Sauvons nos belles des champs

PUBLIÉ LE 06 mai 2013

 

Sentir la terre exhaler ses premiers parfums fleuris, voir le vert s’émailler à nouveau de jolies couleurs… Le mois de mai réjouit nos cœurs et réveille nos sens. Nous attendons le brin de muguet au coin des rues, le parfum du lilas qui portera notre regard derrière une grille de jardin… Le cliché n’est pas à mettre à mort, mais, encore une fois, pourquoi nous contenter de si peu ?

Je ne sais pas ce que vous vous dites en vous promenant dans la campagne. Pour ma part, je cherche en vain autre chose que des tulipes et des forsythias… Je cherche de l’agastache d’Amérique du Nord, des pois de senteur Spencer géants bleus, de l’achillée blanche, de la menthe chocolat pour me faire une tisane de retour de promenade… Au passage, cela fait une décennie que je n’ai plus croisé un bleuet dans les champs. Alors qu’en montagne, des promeneurs avertis me disent regretter la sabline à grandes fleurs… Selon le programme de l’ONU pour l’environnement, 70 % des fleurs sauvages auraient disparu ainsi depuis les années quatre-vingt, notamment des menthes, des variétés de pois et de nombreuses herbacées vivaces.

On a peine à le croire aussi quand on fait son marché ou, pire, qu’on pousse son caddy devant les étals de fruits d’un hypermarché : il existerait plus de 600 variétés de tomates ! Côté magasins, plus c’est grand, moins il y en a, pourrait-on dire. En ce mois de mai, où sont les asperges Jacq-Ma pourpres et leurs griffes violettes ? Le pourpier doré ? Les radis Hélios ? Les navets de Norfolk à collet rouge ? Et combien de kilomètres faudra-t-il parcourir cet été pour déguster des tomates noires de Crimée ou de belles cornues des Andes ?

## CONSIGNE:
Écrivez la suite du texte sur la disparition des fleurs sauvages et des variétés potagères, en reprenant juste après sa dernière phrase.

## DONNÉES ENREGISTRÉES:
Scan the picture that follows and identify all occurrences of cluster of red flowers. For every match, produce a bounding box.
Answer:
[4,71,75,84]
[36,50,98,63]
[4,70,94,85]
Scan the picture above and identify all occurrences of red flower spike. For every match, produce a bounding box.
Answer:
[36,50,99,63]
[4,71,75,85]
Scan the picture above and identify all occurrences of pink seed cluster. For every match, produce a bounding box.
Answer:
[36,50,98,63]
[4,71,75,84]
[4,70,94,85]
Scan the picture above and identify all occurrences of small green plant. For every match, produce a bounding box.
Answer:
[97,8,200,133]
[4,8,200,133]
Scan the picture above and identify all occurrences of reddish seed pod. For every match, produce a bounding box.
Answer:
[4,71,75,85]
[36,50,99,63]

...

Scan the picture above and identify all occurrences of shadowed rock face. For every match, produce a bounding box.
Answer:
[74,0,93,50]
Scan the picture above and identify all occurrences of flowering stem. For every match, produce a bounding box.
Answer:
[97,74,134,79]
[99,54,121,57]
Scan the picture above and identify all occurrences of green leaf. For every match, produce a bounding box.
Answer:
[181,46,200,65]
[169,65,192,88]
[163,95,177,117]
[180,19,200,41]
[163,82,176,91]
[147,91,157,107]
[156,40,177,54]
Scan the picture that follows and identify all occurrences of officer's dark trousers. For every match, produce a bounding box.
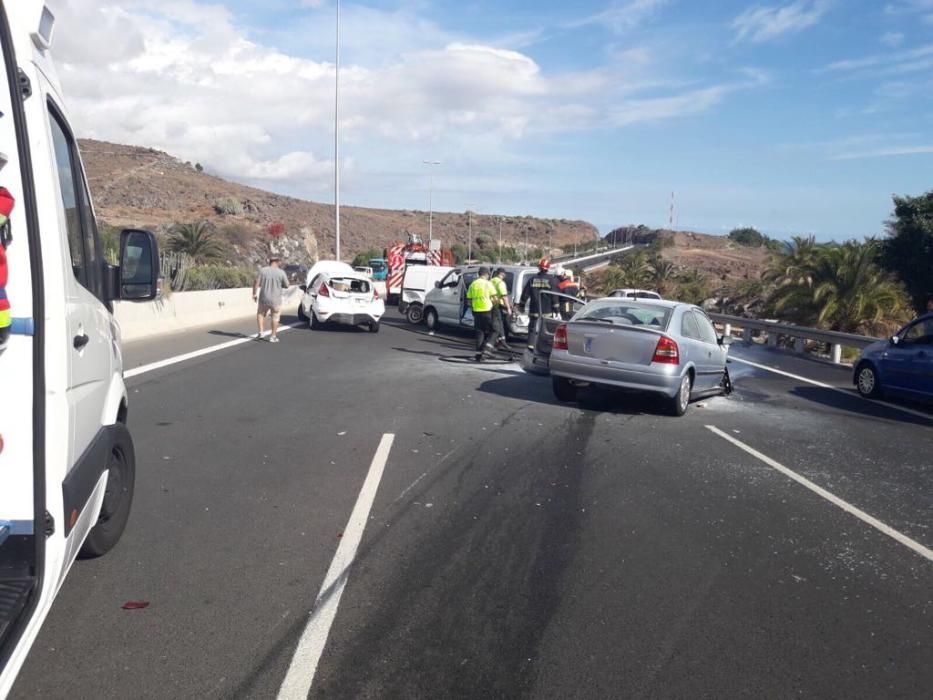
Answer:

## RÉPONSE:
À défaut d’observer en ce printemps une profusion qui n’est plus, adressons un immense merci toutes les associations qui se battent pour réintroduire, sauver et multiplier ces végétaux rares. Parmi elles, la Ferme de Sainte-Marthe, Saveurs de Terroirs, Oh ! Légumes oubliés ou encore Kokopelli, qui conserve et propose à la vente plus de 1 700 variétés de ces plantes potagères, céréalières, médicinales, condimentaires et ornementales que nous aimerions pouvoir admirer plus souvent. Fer de lance du combat pour la biodiversité, Kokopelli propose depuis 2002 à tous ceux qui le souhaitent de parrainer une semence. Afin que toutes ses variétés de collection trouvent un jardin refuge. Rouge de Russie, Belle Angevine, Rocoto Orange… Depuis ses débuts, cette campagne permet la préservation et la conservation vivante de plus de 650 variétés anciennes, principalement potagères. Plus de 500 jardiniers y ont participé. L’association a également créé un réseau international afin de préserver l’indépendance alimentaire des paysans dans le monde, grâce à la reproduction et à l’échange sans frontières de ces semences. Des échanges qui ne sont rien moins que le pendant écologique du système en place de brevetage des végétaux, d’inscription au catalogue officiel, d’interdiction pour les agriculteurs de replanter leur récolte, et de dépendance aux produits phytosanitaires et aux OGM…

Bio Info adresse un grand merci aussi à tous les producteurs de variétés anciennes qui nous permettent aujourd’hui de voir malgré tout un peu plus de couleurs sur les étals de nos marchés. Ils sont rares, mais en ce moment, près de chez vous, certains sont peut-être en train de semer de la scorsonère géante noire de Russie, de la tétragone cornue, ou de repiquer des poires-melons. Partez à leur rencontre ! C’est en produisant et en consommant local que nous pourrons opérer une vraie révolution en faveur de la biodiversité. Contre les pressions et le pouvoir des semenciers, encore plus pesant depuis que le président Obama a offert l’immunité aux cultures OGM de Monsanto le mois dernier, le panier et le carré de jardin sont les meilleures armes.